## TASK PROMPT
Reproduce all of the data below, swapping every "Query" for "Target" and keeping the rest unchanged. Leave the pictures out.

## ENTRIES SUPPLIED
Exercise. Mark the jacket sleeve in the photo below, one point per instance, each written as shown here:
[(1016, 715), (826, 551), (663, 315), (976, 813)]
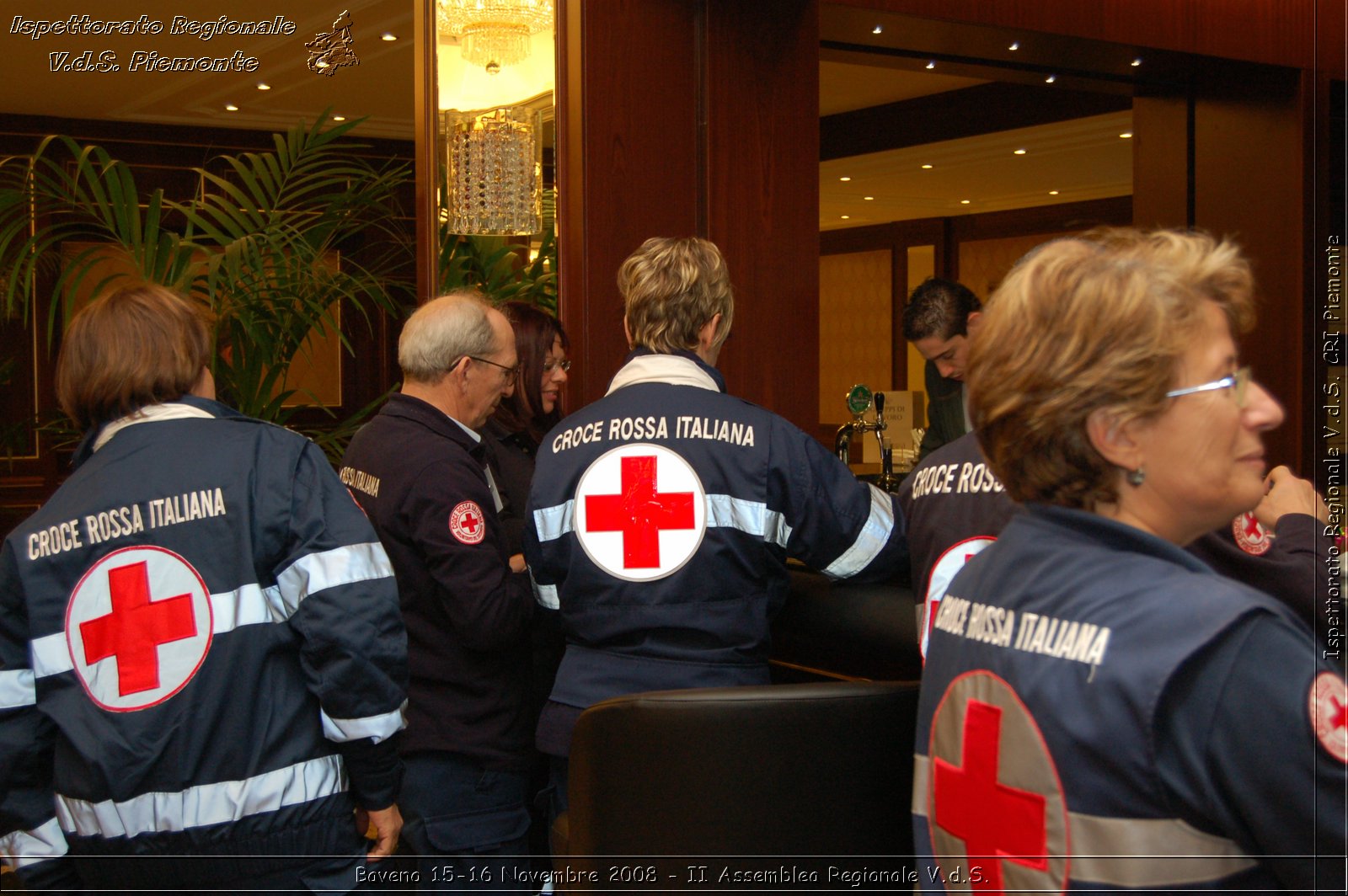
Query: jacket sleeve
[(489, 605), (354, 647), (31, 841), (1242, 754), (833, 522)]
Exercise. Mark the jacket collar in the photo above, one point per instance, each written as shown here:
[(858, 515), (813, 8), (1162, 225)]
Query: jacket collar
[(185, 408), (678, 368)]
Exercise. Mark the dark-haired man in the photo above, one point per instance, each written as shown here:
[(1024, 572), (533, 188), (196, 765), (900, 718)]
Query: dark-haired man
[(939, 321)]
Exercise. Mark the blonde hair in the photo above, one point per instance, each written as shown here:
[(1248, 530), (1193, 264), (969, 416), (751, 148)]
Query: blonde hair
[(139, 345), (671, 289), (1099, 321)]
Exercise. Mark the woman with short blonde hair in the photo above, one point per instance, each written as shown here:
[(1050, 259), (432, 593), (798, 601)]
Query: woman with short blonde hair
[(141, 345), (1141, 721)]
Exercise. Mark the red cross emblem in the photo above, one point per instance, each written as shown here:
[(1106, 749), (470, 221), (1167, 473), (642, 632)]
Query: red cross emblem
[(1329, 713), (1250, 536), (640, 511), (467, 523), (138, 626), (995, 803)]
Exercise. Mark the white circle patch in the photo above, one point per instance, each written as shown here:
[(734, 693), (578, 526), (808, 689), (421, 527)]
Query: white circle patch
[(1329, 713), (138, 627), (640, 512), (467, 523), (950, 563)]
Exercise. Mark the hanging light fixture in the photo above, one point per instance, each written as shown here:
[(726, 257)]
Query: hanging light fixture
[(494, 179), (495, 33)]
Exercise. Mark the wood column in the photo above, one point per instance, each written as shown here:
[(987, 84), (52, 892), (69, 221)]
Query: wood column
[(693, 118)]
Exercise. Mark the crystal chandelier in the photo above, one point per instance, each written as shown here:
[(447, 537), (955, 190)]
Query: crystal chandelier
[(495, 31), (492, 172)]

## RIGHT ANSWER
Exercise. Mark the jacket sleeve in the photo below, one point per instance, each written as shown here:
[(1016, 715), (826, 551), (663, 315), (976, 813)]
Target: jacket sleeve
[(489, 605), (354, 647), (31, 841), (1242, 754), (833, 522)]
Exercise. Mark the jacket collar in the photo above, one point per instance, each written as shown here:
[(858, 515), (813, 8), (1162, 225)]
Target: jacket collar
[(185, 408), (678, 368)]
Exercise. Mark the dark-haired man in the photo above, one point per instance, each written as shown here:
[(1024, 572), (533, 188), (196, 765), (900, 718)]
Target: dark-haired man
[(939, 321)]
Exercise. Mark the blonde hair in the photo above, one point per instance, each written as shown here:
[(1248, 530), (1193, 264), (969, 416), (751, 148)]
Target: blonde hair
[(139, 345), (671, 289), (1099, 321)]
Exercise. Mark the woman with short blonde hair in the photo above, one point per instance, each written as shown here:
[(1050, 259), (432, 593), (798, 601)]
Target: woman with short blonde hair
[(141, 345), (1141, 721)]
Exercise. Mark the red cross emblem in the photo above, one point per instance, each written as shown here:
[(1106, 749), (470, 221), (1167, 473), (642, 632)]
Target: red cross emblem
[(1329, 713), (1250, 536), (640, 511), (467, 523), (138, 626), (995, 803)]
Exercise. Mark the white circle patch in the photo above, one point per instance, each written as shown here:
[(734, 693), (578, 526), (808, 689), (421, 527)]
Target: white circle patch
[(1329, 713), (138, 627), (640, 512), (467, 523), (950, 563)]
Exercise. Mark the hanging light fixture in the photo above, one point per instance, each written as shown here:
[(726, 257)]
Target: hanging light fixture
[(494, 179), (495, 33)]
Exercise. Mark the wood column in the photo above, one point per instance, each written as shown here:
[(987, 84), (52, 892), (69, 221)]
Target: wood column
[(693, 118)]
Exercise. Mark the crystal chandelier in the photo above, one point per instance, each written as shown here:
[(447, 537), (955, 190)]
Target: crystal chandelier
[(495, 31), (492, 172)]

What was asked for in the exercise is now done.